──────── Dataset

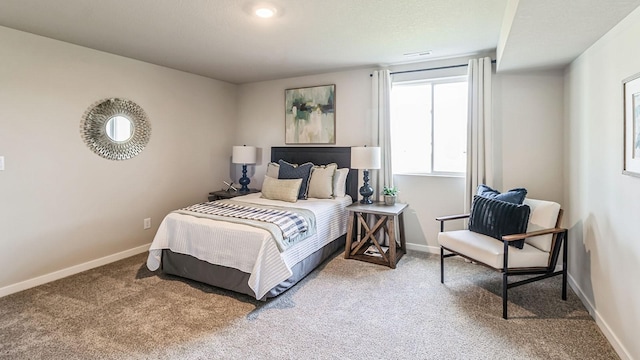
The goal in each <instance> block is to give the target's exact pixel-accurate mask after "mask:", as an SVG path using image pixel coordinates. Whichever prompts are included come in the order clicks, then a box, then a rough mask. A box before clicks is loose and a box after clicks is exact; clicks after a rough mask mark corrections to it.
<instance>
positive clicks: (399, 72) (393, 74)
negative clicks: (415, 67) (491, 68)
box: [369, 60, 496, 76]
mask: <svg viewBox="0 0 640 360" xmlns="http://www.w3.org/2000/svg"><path fill="white" fill-rule="evenodd" d="M491 63H492V64H495V63H496V61H495V60H491ZM466 66H469V64H458V65H448V66H438V67H434V68H424V69H415V70H403V71H393V72H390V73H389V74H390V75H395V74H407V73H412V72H422V71H431V70H444V69H454V68H459V67H466ZM369 76H373V74H369Z"/></svg>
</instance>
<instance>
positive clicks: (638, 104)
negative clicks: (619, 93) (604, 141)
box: [622, 73, 640, 177]
mask: <svg viewBox="0 0 640 360" xmlns="http://www.w3.org/2000/svg"><path fill="white" fill-rule="evenodd" d="M622 88H623V95H624V165H623V169H622V173H623V174H625V175H631V176H637V177H640V73H637V74H635V75H633V76H630V77H628V78H626V79H624V80H623V81H622Z"/></svg>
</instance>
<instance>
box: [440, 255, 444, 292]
mask: <svg viewBox="0 0 640 360" xmlns="http://www.w3.org/2000/svg"><path fill="white" fill-rule="evenodd" d="M440 283H441V284H444V250H443V249H442V246H441V247H440Z"/></svg>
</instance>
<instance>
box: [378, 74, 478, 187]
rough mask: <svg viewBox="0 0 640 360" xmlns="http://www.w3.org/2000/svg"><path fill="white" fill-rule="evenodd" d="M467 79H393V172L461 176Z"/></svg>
mask: <svg viewBox="0 0 640 360" xmlns="http://www.w3.org/2000/svg"><path fill="white" fill-rule="evenodd" d="M467 96H468V95H467V79H466V77H453V78H444V79H437V80H419V81H406V82H394V83H393V87H392V90H391V147H392V149H393V151H392V154H393V159H392V164H393V173H394V174H432V175H463V174H464V173H465V171H466V164H467V158H466V151H467Z"/></svg>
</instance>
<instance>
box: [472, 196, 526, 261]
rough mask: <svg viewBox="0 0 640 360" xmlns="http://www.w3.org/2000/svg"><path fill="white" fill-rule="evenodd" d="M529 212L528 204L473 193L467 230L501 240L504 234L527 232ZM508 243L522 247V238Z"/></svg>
mask: <svg viewBox="0 0 640 360" xmlns="http://www.w3.org/2000/svg"><path fill="white" fill-rule="evenodd" d="M530 213H531V209H530V208H529V206H528V205H517V204H512V203H509V202H506V201H501V200H496V199H490V198H486V197H483V196H479V195H475V196H474V197H473V205H472V206H471V216H470V217H469V230H470V231H473V232H477V233H480V234H484V235H487V236H491V237H492V238H495V239H498V240H500V241H502V236H504V235H512V234H522V233H525V232H527V224H528V222H529V215H530ZM509 245H511V246H515V247H517V248H518V249H522V248H523V247H524V240H518V241H512V242H510V243H509Z"/></svg>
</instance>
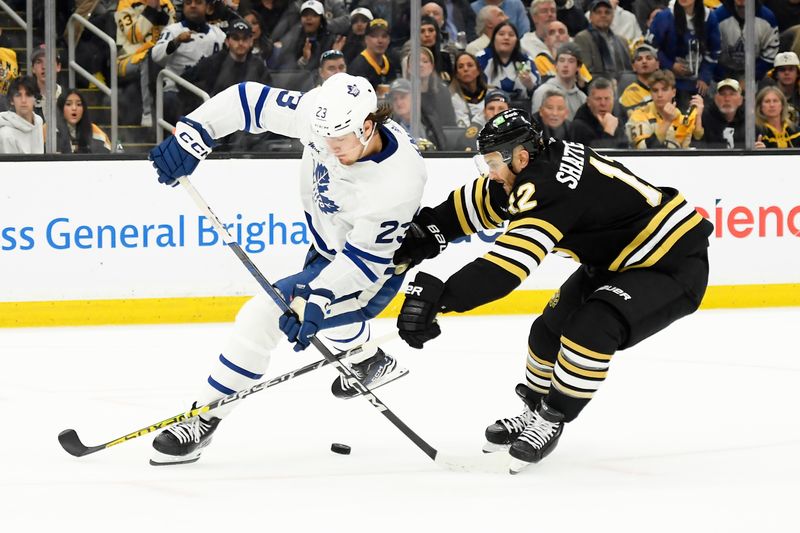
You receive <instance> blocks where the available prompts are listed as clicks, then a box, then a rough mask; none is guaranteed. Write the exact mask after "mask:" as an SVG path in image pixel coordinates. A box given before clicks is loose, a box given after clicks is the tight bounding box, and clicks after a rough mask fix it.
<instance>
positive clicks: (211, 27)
mask: <svg viewBox="0 0 800 533" xmlns="http://www.w3.org/2000/svg"><path fill="white" fill-rule="evenodd" d="M185 31H189V28H188V27H187V26H186V23H185V22H184V21H181V22H176V23H175V24H170V25H169V26H166V27H165V28H164V29H163V31H162V32H161V35H160V36H159V37H158V42H156V44H155V45H154V46H153V49H152V50H151V51H150V55H151V56H152V58H153V61H155V62H156V63H158V64H159V65H162V66H163V67H164V68H166V69H168V70H170V71H172V72H174V73H175V74H178V75H181V74H183V71H184V70H186V69H187V68H188V67H192V66H194V65H196V64H197V63H198V62H199V61H200V60H201V59H203V58H204V57H208V56H210V55H212V54H214V53H216V52H219V51H220V50H221V49H222V45H223V44H224V43H225V34H224V33H223V32H222V30H221V29H219V27H217V26H214V25H212V24H207V25H206V29H205V31H204V32H193V34H192V40H191V41H189V42H188V43H183V44H181V45H180V46H179V47H178V48H177V49H176V50H175V51H174V52H172V53H171V54H167V46H168V45H169V43H170V41H172V40H173V39H174V38H175V37H177V36H178V35H180V34H181V33H183V32H185ZM164 90H165V91H177V90H178V89H177V88H176V87H175V82H173V81H172V80H171V79H169V78H166V79H165V80H164Z"/></svg>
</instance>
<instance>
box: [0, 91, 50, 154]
mask: <svg viewBox="0 0 800 533" xmlns="http://www.w3.org/2000/svg"><path fill="white" fill-rule="evenodd" d="M36 90H37V89H36V80H35V79H34V78H32V77H30V76H22V77H19V78H16V79H14V80H13V81H12V82H11V84H10V85H9V88H8V100H9V104H10V106H11V109H10V110H9V111H3V112H2V113H0V154H43V153H44V130H43V128H42V125H43V121H42V117H40V116H39V115H37V114H36V113H35V112H34V104H35V101H36Z"/></svg>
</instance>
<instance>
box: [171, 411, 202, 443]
mask: <svg viewBox="0 0 800 533" xmlns="http://www.w3.org/2000/svg"><path fill="white" fill-rule="evenodd" d="M210 427H211V424H209V423H208V422H206V421H205V420H203V419H202V418H200V417H199V416H198V417H195V418H193V419H191V420H189V421H188V422H184V423H182V424H178V425H176V426H172V427H169V428H167V431H169V432H170V433H172V434H173V435H175V437H176V438H177V439H178V442H180V443H181V444H186V443H187V442H191V441H194V442H200V438H201V437H202V436H203V435H205V434H206V432H207V431H208V428H210Z"/></svg>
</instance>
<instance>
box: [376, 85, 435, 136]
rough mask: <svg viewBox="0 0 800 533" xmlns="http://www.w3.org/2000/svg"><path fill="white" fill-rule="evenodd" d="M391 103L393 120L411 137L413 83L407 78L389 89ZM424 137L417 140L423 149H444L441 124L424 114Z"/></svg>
mask: <svg viewBox="0 0 800 533" xmlns="http://www.w3.org/2000/svg"><path fill="white" fill-rule="evenodd" d="M389 102H390V103H391V105H392V120H394V121H395V122H397V123H398V124H399V125H400V126H401V127H402V128H403V129H404V130H406V133H408V134H409V135H411V82H410V81H408V80H407V79H405V78H397V79H396V80H394V81H393V82H392V84H391V86H390V87H389ZM420 122H421V125H422V129H423V130H424V131H423V132H422V137H421V138H420V139H417V143H418V144H419V146H420V147H421V148H426V149H430V148H433V149H438V148H440V147H444V141H445V137H444V132H443V131H442V126H441V124H439V123H437V122H435V121H433V120H431V116H430V115H428V114H426V113H425V112H423V113H422V117H421V120H420Z"/></svg>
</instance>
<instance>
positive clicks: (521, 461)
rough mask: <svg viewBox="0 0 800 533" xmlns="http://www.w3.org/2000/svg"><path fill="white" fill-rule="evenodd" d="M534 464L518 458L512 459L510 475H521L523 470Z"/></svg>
mask: <svg viewBox="0 0 800 533" xmlns="http://www.w3.org/2000/svg"><path fill="white" fill-rule="evenodd" d="M532 464H533V463H529V462H527V461H522V460H520V459H517V458H516V457H512V458H511V462H510V463H509V464H508V473H509V474H511V475H512V476H513V475H516V474H519V473H520V472H522V471H523V470H525V469H526V468H527V467H528V465H532Z"/></svg>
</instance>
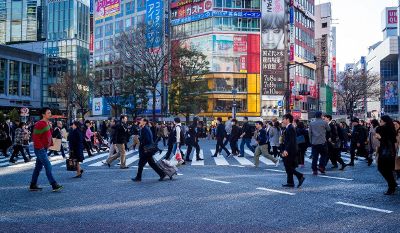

────────────────

▶ _What you need to do_
In how many lines of the data above does the word "negative" occur? Only the number is wanted.

▶ _Response to this task_
2